## ИСХОДНЫЙ ТЕКСТ
◇ ◇ ◇

В этом вся суть книги Прудона. Речь идет не о чем ином, как о новом акте творения, об умерщвлении одних людей и создании совсем других. Прудон допускает в свой град художника, но это — художник, придуманный им самим, такой, какой нужен ему, существующий лишь в его собственной теории. Книгу его отличает сила мысли, она подавляет своей логикой, только вот все определения, все исходные аксиомы ложны. В целом перед нами колоссальное заблуждение, выведенное из заданных посылок с такой железной последовательностью, какая уместна только тогда, когда она служит доказательству истины.

Определение искусства у Прудона, весьма ловко им состроенное и ловко эксплуатируемое, таково: «Возвышенное до идеала воспроизведение природы и нас самих с целью физического и нравственного совершенствования человеческого рода». Это определение обличает в его авторе именно такого человека практической складки, какого я обрисовал выше, человека, желающего, чтобы розы употреблялись в салат. У кого-нибудь другого оно выглядело бы просто общим местом, но Прудон не бросает на ветер такие слова, как «физическое и нравственное совершенствование человеческого рода». Опираясь на данное определение, он отвергает все прошлое и строит в своем воображении поистине ужасающий образ будущего. Искусство — я согласен — совершенствует людей, но оно выполняет эту задачу на свой лад, доставляя удовлетворение духу человеческому, а не проповедуя, не обращаясь к рассудку.

◇ ◇ ◇

## ПОКАЗАННЫЕ ЗАПИСИ
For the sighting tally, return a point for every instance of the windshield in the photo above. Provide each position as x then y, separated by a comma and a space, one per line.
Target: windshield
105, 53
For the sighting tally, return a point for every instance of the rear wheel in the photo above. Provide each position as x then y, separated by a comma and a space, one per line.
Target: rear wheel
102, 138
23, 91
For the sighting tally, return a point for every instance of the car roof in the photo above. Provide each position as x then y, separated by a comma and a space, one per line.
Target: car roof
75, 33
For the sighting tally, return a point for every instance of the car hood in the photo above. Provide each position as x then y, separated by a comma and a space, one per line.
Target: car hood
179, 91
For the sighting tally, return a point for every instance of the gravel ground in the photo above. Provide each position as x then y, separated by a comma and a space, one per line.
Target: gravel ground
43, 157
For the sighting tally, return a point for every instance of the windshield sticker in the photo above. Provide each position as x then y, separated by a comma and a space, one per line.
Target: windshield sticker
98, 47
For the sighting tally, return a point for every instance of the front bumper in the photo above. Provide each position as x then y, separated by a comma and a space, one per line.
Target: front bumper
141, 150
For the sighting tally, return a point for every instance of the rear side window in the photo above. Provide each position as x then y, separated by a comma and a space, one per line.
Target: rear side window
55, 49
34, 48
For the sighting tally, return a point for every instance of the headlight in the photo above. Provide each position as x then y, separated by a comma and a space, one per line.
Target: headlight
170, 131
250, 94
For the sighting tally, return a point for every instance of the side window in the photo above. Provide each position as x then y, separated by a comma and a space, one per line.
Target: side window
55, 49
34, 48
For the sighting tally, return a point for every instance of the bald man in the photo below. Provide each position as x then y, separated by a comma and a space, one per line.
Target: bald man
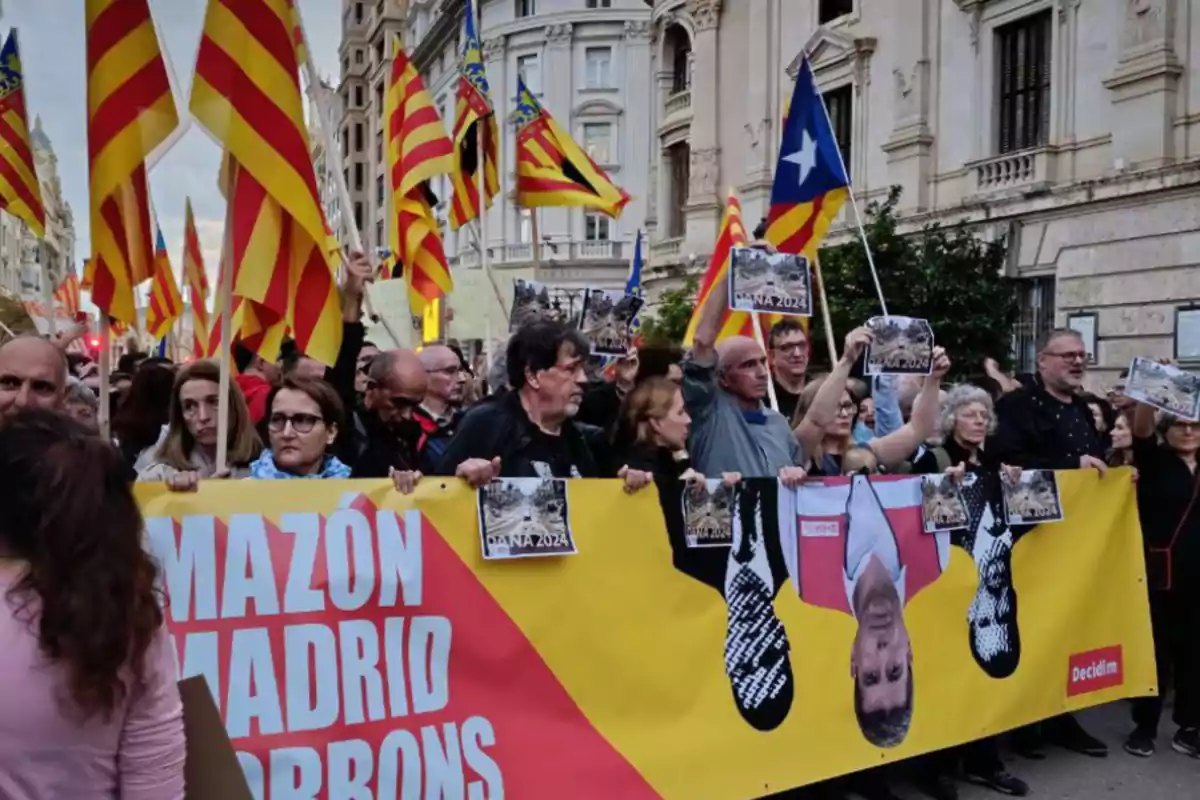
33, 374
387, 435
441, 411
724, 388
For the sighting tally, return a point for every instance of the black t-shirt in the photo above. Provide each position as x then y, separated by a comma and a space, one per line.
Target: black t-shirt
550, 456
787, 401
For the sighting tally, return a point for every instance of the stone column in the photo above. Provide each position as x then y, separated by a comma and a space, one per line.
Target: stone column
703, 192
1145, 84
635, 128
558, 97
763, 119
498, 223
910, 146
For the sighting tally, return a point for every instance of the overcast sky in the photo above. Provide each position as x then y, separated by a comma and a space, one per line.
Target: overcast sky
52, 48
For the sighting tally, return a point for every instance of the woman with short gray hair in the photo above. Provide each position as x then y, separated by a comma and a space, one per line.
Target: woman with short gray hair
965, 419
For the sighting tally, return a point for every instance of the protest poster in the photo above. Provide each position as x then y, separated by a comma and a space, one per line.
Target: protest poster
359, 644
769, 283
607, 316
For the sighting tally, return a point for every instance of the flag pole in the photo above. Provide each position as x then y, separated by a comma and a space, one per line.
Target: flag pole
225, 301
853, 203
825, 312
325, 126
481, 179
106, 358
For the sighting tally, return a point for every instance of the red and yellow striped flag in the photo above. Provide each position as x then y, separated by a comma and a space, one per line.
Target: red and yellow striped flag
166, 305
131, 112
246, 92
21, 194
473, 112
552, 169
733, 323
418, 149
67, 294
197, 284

◇ ◇ ◇

## ЗАДАНИЯ
**a)** Выведите без изменений отрывок из текста о книге Прудона, начиная со слов «В этом вся суть» и заканчивая словами «служит доказательству истины.».
**b)** Каким образом, согласно тексту о книге Прудона, искусство совершенствует людей?

## ОТВЕТЫ
**a)**
В этом вся суть книги Прудона. Речь идет не о чем ином, как о новом акте творения, об умерщвлении одних людей и создании совсем других. Прудон допускает в свой град художника, но это — художник, придуманный им самим, такой, какой нужен ему, существующий лишь в его собственной теории. Книгу его отличает сила мысли, она подавляет своей логикой, только вот все определения, все исходные аксиомы ложны. В целом перед нами колоссальное заблуждение, выведенное из заданных посылок с такой железной последовательностью, какая уместна только тогда, когда она служит доказательству истины.

**b)** Оно доставляет удовлетворение духу человеческому, а не проповедует и не обращается к рассудку.